*** Data under study Section Begins ***

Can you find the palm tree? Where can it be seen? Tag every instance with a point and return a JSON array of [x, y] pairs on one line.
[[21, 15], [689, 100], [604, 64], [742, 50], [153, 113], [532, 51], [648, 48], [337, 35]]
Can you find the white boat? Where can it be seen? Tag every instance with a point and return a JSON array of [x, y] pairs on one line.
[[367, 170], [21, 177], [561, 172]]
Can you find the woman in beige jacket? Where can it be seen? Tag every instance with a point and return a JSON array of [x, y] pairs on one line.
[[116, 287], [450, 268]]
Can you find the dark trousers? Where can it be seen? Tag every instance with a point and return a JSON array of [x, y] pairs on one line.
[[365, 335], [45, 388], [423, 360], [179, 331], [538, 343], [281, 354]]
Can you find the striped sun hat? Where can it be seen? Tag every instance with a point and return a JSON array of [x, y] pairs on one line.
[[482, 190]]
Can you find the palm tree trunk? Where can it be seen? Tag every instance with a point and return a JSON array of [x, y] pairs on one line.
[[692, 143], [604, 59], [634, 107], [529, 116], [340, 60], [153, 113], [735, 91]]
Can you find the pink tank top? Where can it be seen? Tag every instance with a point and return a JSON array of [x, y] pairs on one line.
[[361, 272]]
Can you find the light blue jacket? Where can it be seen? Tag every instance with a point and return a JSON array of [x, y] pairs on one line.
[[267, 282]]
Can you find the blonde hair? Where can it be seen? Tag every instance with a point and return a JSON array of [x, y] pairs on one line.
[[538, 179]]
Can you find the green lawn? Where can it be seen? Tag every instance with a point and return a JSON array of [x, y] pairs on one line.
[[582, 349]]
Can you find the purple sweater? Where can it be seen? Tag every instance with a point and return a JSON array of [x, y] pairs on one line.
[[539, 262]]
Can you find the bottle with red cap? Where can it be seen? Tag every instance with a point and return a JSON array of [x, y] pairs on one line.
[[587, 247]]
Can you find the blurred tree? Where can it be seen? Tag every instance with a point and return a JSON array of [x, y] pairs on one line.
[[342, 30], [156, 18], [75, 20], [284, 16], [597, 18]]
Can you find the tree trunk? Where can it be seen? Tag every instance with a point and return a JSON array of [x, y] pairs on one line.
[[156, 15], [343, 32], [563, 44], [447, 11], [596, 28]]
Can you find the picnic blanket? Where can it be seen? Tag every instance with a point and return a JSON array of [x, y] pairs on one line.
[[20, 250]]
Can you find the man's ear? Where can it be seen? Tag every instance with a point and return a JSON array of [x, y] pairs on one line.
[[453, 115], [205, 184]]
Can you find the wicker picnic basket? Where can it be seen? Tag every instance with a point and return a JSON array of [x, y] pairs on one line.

*** Data under study Section Ends ***

| Task |
Quote, without alteration, the final stretch of the entries: the line with "Can you find the blurred" onward to the last line.

| Exercise result |
Can you find the blurred tree? Where can it be seen? Tag every instance with a point and return a JSON array of [x, y] pairs on one line.
[[342, 30], [156, 18], [75, 20], [284, 16], [597, 18]]
Can you find the tree trunk? Where can it be seen? Tag every instance with a point and return a JSON array of [x, y] pairs on one line.
[[156, 15], [343, 32], [563, 44], [447, 11], [596, 28]]
Can you find the picnic blanket? Where can it be seen? Tag every instance with a point and return a JSON array of [x, y] pairs on one line.
[[20, 250]]
Can you find the man's ear? Where can it be seen? Tag every instance with a point and return a JSON array of [x, y] pairs on one line.
[[453, 115], [205, 184]]
Can you find the wicker picnic basket? Where can it be seen? Tag every instance with a point and return a JSON array of [x, y] pairs on one line.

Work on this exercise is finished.